• [COMPLETE THE FOLLOWING]
(a) In the passage on space security below, where and when is the working group next scheduled to meet?
(b) Using the passage on space security below, decide whether each statement agrees with it. Answer yes or no for each and quote the words that settle it.
(i) Diplomats and experts have been moving toward treaties and other legally binding approaches.
(ii) The working group was set up by the United Nations.
(iii) The passage sees no reason for optimism about space security.
(c) According to the passage on space security below, why have diplomats and experts shifted to behavioral, non-legally binding approaches? Answer in one to three sentences.

• [GIVEN TEXT]
• • • •

Although this lack of progress in space security discussions in multilateral forums has become worrisome, there is some reason for optimism. In an effort to break the impasse, international diplomats and experts over the past several years have begun shifting from a traditional arms control approach that attempted to limit control of technologies through treaties or other legally binding approaches to a focus on behavioral, non-legally binding approaches to space security. Toward this end, an open-ended working group established by the United Nations is striving to identify norms of behavior and responsible actions in space, a process that could create room for new governance mechanisms to make space more stable and predictable. The wildcard is whether the working group participants, next scheduled to meet in Geneva on September 12–16, are prepared to approach the conversation in good faith and prioritize the group’s success over winning short-term political points against rivals.

• • • •

• [RAW RECORDS]
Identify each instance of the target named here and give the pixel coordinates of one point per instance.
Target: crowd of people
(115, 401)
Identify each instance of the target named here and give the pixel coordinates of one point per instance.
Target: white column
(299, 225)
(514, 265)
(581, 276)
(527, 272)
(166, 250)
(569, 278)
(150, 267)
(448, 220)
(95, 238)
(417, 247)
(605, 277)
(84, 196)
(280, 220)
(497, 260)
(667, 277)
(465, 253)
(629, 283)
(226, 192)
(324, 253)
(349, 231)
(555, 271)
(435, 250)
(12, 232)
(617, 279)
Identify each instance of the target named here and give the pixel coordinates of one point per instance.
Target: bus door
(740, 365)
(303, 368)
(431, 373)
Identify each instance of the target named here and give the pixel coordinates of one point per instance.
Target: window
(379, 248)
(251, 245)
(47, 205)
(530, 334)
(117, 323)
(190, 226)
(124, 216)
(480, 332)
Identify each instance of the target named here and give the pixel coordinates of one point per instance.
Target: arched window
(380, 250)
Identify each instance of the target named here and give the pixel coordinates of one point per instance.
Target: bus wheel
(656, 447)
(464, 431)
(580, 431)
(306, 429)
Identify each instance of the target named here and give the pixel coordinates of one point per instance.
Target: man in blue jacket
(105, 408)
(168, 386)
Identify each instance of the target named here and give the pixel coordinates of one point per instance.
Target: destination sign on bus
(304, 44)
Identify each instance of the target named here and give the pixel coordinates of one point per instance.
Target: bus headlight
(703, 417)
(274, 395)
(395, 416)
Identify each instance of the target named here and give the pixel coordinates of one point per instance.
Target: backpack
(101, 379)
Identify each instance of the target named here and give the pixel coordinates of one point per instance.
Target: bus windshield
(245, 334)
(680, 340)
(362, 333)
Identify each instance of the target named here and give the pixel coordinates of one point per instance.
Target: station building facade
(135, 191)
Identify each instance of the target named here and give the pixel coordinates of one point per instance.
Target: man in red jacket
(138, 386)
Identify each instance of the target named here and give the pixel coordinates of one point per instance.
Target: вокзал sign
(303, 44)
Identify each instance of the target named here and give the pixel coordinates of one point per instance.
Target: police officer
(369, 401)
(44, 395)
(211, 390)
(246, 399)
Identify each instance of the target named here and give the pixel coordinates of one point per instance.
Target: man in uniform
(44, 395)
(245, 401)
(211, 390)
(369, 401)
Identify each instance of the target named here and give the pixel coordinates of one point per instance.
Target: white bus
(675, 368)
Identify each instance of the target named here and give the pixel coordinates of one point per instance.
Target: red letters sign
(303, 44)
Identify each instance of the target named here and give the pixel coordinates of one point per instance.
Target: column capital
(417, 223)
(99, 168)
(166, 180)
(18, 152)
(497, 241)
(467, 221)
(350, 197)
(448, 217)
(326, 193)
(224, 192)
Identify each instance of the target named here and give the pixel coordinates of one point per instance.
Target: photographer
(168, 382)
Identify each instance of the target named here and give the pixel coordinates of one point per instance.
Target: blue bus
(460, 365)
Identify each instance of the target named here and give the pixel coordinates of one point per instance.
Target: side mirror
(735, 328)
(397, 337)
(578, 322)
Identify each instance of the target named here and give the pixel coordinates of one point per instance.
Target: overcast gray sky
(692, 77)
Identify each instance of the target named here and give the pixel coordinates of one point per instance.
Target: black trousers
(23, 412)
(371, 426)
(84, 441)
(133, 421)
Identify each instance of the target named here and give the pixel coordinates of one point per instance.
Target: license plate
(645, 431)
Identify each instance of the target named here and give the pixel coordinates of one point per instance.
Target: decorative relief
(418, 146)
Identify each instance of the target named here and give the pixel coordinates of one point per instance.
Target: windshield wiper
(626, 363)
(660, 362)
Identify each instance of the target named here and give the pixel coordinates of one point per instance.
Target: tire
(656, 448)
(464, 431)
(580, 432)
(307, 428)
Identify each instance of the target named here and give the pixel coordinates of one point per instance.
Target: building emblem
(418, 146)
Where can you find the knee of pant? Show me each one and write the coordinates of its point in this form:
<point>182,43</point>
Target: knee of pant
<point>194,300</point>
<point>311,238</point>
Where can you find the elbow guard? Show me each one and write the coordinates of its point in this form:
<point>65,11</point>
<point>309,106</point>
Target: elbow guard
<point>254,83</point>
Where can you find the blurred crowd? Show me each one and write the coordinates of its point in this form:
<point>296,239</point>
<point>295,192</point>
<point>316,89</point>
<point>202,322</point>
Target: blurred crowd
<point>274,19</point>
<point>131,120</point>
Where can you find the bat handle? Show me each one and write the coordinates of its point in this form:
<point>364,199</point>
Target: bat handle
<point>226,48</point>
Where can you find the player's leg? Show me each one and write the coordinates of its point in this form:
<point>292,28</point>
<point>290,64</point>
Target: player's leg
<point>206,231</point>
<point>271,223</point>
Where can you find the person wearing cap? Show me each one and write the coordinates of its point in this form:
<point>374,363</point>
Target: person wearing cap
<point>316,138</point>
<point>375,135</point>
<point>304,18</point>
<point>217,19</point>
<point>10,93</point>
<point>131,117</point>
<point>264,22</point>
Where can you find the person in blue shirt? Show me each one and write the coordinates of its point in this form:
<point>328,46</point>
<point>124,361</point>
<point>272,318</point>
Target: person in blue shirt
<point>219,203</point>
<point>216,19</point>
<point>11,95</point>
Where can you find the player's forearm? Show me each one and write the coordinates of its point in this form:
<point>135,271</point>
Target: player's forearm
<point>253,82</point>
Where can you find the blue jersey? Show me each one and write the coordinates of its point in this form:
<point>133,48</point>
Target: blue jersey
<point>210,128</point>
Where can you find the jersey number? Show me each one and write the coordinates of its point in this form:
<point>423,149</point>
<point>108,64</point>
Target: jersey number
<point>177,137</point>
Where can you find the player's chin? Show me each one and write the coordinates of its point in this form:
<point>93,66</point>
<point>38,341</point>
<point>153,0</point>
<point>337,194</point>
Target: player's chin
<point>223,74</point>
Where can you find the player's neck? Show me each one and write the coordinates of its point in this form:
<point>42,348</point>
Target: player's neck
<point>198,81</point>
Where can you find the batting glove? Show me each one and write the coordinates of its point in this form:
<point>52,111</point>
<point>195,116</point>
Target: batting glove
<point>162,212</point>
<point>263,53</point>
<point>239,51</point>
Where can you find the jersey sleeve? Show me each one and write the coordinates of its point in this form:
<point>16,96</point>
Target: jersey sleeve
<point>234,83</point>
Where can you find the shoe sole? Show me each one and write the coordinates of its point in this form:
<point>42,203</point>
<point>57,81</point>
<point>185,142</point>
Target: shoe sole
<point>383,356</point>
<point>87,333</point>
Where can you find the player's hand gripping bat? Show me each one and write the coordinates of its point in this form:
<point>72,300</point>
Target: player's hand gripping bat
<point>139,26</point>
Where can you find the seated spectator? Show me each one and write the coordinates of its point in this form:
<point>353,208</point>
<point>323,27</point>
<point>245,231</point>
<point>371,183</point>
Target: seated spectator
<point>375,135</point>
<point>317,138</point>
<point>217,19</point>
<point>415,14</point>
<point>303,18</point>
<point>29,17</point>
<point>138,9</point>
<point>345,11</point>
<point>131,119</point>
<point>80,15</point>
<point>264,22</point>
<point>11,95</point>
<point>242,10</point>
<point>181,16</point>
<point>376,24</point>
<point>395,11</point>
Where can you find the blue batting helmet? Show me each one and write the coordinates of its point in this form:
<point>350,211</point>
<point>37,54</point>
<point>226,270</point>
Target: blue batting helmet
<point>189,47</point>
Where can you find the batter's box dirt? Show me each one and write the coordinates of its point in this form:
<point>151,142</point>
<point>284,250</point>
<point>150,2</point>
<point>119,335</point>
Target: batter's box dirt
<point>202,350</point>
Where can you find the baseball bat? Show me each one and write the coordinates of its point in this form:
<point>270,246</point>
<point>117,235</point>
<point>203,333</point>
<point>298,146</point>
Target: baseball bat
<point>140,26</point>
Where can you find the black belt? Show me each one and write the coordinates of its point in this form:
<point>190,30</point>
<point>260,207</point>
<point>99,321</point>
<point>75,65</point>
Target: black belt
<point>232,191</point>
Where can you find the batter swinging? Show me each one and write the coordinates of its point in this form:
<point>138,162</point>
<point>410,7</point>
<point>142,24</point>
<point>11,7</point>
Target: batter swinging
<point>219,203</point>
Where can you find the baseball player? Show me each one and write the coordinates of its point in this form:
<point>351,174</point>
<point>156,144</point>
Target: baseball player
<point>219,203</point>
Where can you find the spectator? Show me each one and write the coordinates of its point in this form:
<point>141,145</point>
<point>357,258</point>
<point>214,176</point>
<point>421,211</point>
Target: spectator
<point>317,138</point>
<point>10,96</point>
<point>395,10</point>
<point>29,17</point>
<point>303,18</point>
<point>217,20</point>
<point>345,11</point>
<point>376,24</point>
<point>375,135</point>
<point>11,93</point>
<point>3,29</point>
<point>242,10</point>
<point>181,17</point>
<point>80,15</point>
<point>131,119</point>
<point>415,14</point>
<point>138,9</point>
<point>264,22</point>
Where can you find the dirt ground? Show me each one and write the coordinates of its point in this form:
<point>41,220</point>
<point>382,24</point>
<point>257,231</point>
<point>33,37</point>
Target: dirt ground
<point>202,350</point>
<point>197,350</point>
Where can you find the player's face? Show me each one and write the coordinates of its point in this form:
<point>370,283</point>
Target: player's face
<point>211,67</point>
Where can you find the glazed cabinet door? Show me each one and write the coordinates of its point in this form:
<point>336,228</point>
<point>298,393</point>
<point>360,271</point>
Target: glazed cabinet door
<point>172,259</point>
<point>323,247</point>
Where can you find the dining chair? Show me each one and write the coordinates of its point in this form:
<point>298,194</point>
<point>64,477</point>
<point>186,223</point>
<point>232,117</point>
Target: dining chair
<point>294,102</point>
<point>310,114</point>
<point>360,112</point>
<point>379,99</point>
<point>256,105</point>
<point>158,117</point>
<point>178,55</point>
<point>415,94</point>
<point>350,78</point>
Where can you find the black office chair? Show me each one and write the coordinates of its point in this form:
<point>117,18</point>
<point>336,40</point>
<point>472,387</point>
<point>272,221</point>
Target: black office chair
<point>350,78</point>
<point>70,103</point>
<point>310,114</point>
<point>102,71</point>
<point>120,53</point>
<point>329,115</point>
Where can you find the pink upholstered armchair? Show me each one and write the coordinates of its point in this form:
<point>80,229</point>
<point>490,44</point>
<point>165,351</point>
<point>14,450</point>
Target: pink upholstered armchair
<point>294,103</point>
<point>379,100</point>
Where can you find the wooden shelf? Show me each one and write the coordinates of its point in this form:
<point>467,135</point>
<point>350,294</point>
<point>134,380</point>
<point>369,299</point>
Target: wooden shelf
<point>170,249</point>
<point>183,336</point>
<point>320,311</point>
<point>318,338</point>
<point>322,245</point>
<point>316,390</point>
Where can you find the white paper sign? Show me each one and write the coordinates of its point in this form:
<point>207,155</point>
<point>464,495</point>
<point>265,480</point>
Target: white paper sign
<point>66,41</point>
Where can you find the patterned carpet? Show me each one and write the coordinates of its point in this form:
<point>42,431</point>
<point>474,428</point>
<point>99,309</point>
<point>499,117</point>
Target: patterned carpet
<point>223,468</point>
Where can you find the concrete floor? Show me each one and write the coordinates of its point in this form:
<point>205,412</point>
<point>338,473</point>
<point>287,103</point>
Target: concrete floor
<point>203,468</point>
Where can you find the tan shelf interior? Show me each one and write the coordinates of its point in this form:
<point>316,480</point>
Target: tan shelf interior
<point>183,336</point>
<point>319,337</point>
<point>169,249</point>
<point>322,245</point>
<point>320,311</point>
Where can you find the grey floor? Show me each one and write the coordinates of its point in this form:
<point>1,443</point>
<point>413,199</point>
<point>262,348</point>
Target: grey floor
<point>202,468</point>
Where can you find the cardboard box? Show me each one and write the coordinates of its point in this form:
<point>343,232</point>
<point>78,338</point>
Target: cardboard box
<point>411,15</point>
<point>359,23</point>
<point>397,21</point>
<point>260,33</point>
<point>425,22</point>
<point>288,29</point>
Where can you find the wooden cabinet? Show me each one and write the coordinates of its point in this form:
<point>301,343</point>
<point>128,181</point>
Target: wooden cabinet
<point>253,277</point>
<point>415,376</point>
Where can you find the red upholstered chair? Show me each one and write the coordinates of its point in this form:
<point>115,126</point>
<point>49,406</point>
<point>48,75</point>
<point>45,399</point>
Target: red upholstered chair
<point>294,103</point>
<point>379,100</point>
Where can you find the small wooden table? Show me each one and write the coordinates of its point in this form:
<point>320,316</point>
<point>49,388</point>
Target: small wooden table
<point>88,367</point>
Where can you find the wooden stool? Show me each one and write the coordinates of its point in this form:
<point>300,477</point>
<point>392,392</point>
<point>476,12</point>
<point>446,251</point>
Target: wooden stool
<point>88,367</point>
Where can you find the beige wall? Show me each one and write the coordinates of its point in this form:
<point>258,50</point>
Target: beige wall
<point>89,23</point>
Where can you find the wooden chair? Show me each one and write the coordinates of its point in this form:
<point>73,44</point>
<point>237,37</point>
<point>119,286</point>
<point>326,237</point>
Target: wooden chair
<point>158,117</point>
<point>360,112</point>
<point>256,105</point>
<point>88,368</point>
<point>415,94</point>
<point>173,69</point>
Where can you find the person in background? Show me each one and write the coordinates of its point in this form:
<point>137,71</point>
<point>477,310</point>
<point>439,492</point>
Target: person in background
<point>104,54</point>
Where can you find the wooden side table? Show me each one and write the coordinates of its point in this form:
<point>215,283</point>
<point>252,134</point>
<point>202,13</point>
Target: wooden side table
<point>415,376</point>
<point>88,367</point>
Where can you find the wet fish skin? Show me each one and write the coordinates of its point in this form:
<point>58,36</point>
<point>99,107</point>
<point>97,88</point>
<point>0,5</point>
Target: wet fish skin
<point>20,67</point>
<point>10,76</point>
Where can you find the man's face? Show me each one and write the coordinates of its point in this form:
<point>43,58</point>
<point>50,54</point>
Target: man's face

• • • •

• [SOLUTIONS BELOW]
(a) In Geneva on September 12–16.

(b)
(i) No: "shifting from a traditional arms control approach that attempted to limit control of technologies through treaties or other legally binding approaches to a focus on behavioral, non-legally binding approaches to space security"
(ii) Yes: "an open-ended working group established by the United Nations"
(iii) No: "there is some reason for optimism"

(c) They made the shift to break the impasse. The lack of progress in space security discussions in multilateral forums had become worrisome.